> Text excerpt
***
Client->Server Bytes

net.link.clientServer.bytes

Bytes passing through the link from client to server.

Server->Client Bytes

net.link.serverClient.bytes

Bytes passing through the link from server to client.

MongoDB Collections

net.mongodb.collections

MongoDB collections.

MongoDB Collections Details

net.mongodb.collections.details

MongoDB collections details.

Failed MongoDB Request Count

net.mongodb.error.count

Number of Failed MongoDB requests.

MongoDB Operation

net.mongodb.operation

MongoDB Operation.

MongoDB Query Type

net.mongodb.op.type

MongoDB OP Type.

MongoDB Request Count

net.mongodb.request.count

Total number of MongoDB requests.

Avg MongoDB Request Time

net.mongodb.request.time

Average time to complete a MongoDB request.

Max MongoDB Request Time

net.mongodb.request.time.worst

Maximum time to complete a MongoDB request.
***
> Listed records
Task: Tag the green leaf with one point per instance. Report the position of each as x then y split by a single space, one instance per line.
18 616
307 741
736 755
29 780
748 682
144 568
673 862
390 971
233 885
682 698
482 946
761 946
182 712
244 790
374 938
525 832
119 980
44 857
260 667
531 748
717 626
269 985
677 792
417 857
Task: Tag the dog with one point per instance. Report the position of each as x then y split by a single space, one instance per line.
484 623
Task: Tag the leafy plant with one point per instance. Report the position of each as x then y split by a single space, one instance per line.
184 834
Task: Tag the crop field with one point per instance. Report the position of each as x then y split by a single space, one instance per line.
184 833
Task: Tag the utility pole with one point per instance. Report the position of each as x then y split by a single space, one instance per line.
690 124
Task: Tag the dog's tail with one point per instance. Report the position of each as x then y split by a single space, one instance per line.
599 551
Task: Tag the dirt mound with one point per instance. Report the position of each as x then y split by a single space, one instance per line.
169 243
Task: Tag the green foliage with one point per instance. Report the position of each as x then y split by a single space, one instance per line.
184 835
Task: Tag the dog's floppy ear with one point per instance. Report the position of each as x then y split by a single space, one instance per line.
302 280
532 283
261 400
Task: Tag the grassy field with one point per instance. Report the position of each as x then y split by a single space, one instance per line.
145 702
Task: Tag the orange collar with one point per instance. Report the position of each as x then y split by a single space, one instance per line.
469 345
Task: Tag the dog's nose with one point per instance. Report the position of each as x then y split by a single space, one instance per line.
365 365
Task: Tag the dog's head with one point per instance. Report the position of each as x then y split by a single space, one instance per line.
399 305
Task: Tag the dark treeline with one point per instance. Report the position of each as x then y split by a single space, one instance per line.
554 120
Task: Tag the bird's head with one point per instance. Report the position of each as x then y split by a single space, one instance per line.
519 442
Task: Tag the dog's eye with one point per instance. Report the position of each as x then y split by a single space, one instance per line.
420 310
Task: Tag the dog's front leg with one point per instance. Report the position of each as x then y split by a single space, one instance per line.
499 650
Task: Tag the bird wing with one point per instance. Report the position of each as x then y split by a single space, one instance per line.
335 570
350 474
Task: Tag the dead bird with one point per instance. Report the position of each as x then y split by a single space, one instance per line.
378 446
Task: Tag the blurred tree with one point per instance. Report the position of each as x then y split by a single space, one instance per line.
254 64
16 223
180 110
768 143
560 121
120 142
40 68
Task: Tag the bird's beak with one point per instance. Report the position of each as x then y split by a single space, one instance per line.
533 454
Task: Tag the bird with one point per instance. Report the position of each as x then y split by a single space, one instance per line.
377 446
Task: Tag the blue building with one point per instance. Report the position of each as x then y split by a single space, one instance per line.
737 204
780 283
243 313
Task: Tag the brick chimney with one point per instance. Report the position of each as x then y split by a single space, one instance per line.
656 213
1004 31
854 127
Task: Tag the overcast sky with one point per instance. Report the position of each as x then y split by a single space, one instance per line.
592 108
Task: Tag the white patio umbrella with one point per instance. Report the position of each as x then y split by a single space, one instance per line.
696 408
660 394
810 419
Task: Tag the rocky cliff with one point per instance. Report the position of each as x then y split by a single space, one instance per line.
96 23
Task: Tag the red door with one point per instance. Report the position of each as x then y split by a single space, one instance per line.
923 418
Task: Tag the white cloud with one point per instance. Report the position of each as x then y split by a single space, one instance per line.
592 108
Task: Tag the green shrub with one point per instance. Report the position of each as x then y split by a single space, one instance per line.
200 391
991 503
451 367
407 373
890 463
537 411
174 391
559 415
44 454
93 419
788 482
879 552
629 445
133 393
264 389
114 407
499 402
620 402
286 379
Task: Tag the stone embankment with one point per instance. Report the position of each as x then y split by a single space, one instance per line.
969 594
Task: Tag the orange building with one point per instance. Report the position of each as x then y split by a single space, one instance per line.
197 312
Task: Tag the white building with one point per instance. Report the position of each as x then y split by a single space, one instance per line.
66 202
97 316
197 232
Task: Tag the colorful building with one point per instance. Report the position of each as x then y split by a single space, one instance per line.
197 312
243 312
***
> Problems and tasks
(1) Reproduce the stretch of the metric list from "Server->Client Bytes" through "MongoDB collections.", changing "passing through" to "traversing".
(2) Summarize the metric list in two sentences.

> Answers given
(1)
Server->Client Bytes

net.link.serverClient.bytes

Bytes traversing the link from server to client.

MongoDB Collections

net.mongodb.collections

MongoDB collections.

(2) The list defines two link metrics that count the bytes passing through the link from client to server and from server to client. It also defines MongoDB metrics for collections and their details, operations, query types, total and failed request counts, and the average and maximum time to complete a request.